> RECORDS FOR THIS EXERCISE:
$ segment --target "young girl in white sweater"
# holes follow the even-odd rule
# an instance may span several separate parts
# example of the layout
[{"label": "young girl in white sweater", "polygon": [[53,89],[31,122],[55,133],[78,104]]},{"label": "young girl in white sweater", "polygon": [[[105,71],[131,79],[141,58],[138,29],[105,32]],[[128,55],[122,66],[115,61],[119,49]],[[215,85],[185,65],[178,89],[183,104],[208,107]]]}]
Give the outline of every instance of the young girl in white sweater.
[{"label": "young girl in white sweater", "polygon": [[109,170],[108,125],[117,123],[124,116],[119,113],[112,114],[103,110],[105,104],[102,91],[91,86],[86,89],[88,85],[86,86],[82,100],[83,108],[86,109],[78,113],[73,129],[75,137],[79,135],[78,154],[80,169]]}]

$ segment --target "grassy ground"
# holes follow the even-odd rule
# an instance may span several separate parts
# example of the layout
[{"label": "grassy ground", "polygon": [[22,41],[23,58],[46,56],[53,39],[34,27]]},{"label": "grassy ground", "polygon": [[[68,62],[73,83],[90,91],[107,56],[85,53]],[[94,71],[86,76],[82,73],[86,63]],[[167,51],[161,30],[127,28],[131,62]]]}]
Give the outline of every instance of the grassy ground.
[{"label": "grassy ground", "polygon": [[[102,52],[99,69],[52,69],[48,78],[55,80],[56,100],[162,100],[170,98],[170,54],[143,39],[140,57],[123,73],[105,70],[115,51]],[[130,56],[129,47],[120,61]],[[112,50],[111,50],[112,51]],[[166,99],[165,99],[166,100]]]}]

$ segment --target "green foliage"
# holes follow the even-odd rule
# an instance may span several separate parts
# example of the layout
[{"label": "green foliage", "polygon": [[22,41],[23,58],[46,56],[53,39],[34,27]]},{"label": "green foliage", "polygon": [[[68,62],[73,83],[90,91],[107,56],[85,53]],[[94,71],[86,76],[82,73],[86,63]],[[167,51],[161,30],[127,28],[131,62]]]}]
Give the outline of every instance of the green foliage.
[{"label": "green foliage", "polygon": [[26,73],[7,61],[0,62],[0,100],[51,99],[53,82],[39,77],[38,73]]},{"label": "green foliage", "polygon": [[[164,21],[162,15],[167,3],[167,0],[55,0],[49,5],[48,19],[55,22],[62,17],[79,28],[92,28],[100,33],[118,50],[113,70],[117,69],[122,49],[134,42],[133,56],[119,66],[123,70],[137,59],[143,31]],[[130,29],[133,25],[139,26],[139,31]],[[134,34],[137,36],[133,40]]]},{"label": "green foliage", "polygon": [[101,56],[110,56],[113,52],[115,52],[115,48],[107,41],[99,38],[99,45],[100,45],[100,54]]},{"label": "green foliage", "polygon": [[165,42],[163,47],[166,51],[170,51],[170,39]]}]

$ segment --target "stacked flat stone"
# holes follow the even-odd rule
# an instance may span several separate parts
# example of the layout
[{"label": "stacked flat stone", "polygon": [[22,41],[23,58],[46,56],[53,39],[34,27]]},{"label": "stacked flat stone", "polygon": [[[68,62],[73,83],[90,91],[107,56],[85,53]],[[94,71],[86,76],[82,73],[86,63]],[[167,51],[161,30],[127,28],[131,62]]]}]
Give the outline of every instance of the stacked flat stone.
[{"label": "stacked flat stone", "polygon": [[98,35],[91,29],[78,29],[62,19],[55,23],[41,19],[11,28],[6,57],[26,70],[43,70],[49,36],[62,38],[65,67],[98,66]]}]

> THE TASK:
Write every line of the material above again, exactly.

> THE RESPONSE:
$ segment --target "young girl in white sweater"
# holes follow the even-odd rule
# an instance may span several separate parts
# example of the layout
[{"label": "young girl in white sweater", "polygon": [[53,89],[31,122],[55,133],[78,104]]},{"label": "young girl in white sweater", "polygon": [[[105,71],[131,79],[141,58],[138,29],[105,32]],[[128,55],[122,66],[115,61],[119,49]],[[215,85],[185,65],[178,89],[183,104],[208,107]]]}]
Give the outline of every instance of the young girl in white sweater.
[{"label": "young girl in white sweater", "polygon": [[109,170],[108,125],[117,123],[124,116],[119,113],[112,114],[103,110],[105,104],[102,91],[91,86],[86,89],[88,85],[86,86],[82,100],[83,108],[86,109],[78,113],[73,129],[75,137],[79,135],[78,154],[80,169]]}]

$ segment --target "grassy ground"
# holes follow the even-odd rule
# an instance may span several separate parts
# example of the layout
[{"label": "grassy ground", "polygon": [[22,41],[23,58],[46,56],[53,39],[34,27]]},{"label": "grassy ground", "polygon": [[[68,62],[73,83],[90,91],[107,56],[85,53]],[[94,71],[86,76],[82,73],[86,63]],[[167,51],[161,30],[127,28],[131,62]]]}]
Give the outline of every instance of the grassy ground.
[{"label": "grassy ground", "polygon": [[[102,52],[99,69],[52,69],[48,78],[55,80],[56,100],[162,100],[170,98],[170,54],[143,39],[140,57],[123,73],[105,70],[115,51]],[[130,56],[129,47],[120,61]],[[112,50],[111,50],[112,51]],[[166,99],[165,99],[166,100]]]}]

$ segment --target "green foliage"
# holes follow the even-odd rule
# an instance may span several separate parts
# example of the layout
[{"label": "green foliage", "polygon": [[22,41],[23,58],[46,56],[53,39],[34,27]]},{"label": "green foliage", "polygon": [[[68,62],[73,83],[90,91],[107,56],[85,53]],[[94,71],[86,76],[82,73],[86,63]],[[167,51],[161,30],[127,28],[131,62]]]}]
Give the outline of every instance of the green foliage.
[{"label": "green foliage", "polygon": [[26,73],[7,61],[0,62],[0,100],[51,99],[53,82],[39,77],[38,73]]},{"label": "green foliage", "polygon": [[[164,21],[162,15],[167,3],[167,0],[55,0],[49,5],[48,19],[55,22],[62,17],[79,28],[92,28],[100,33],[118,50],[113,70],[117,69],[122,49],[134,42],[133,56],[119,66],[123,70],[137,59],[143,31]],[[130,29],[133,25],[139,26],[139,31]],[[134,34],[137,36],[133,40]]]},{"label": "green foliage", "polygon": [[101,56],[110,56],[113,52],[115,52],[115,48],[107,41],[99,38],[99,45],[100,45],[100,54]]},{"label": "green foliage", "polygon": [[165,42],[163,47],[166,51],[170,51],[170,39]]}]

$ segment --target "stacked flat stone"
# holes follow the even-odd rule
# an instance may span several separate parts
# example of the layout
[{"label": "stacked flat stone", "polygon": [[22,41],[23,58],[46,56],[53,39],[34,27]]},{"label": "stacked flat stone", "polygon": [[[68,62],[73,83],[90,91],[107,56],[85,53]],[[94,71],[86,76],[82,73],[86,63]],[[167,51],[161,30],[127,28],[131,62]]]}]
Give the outline of every instance of the stacked flat stone.
[{"label": "stacked flat stone", "polygon": [[98,35],[91,29],[78,29],[62,19],[55,23],[41,19],[11,28],[6,57],[26,70],[43,70],[49,36],[62,38],[65,67],[98,66]]}]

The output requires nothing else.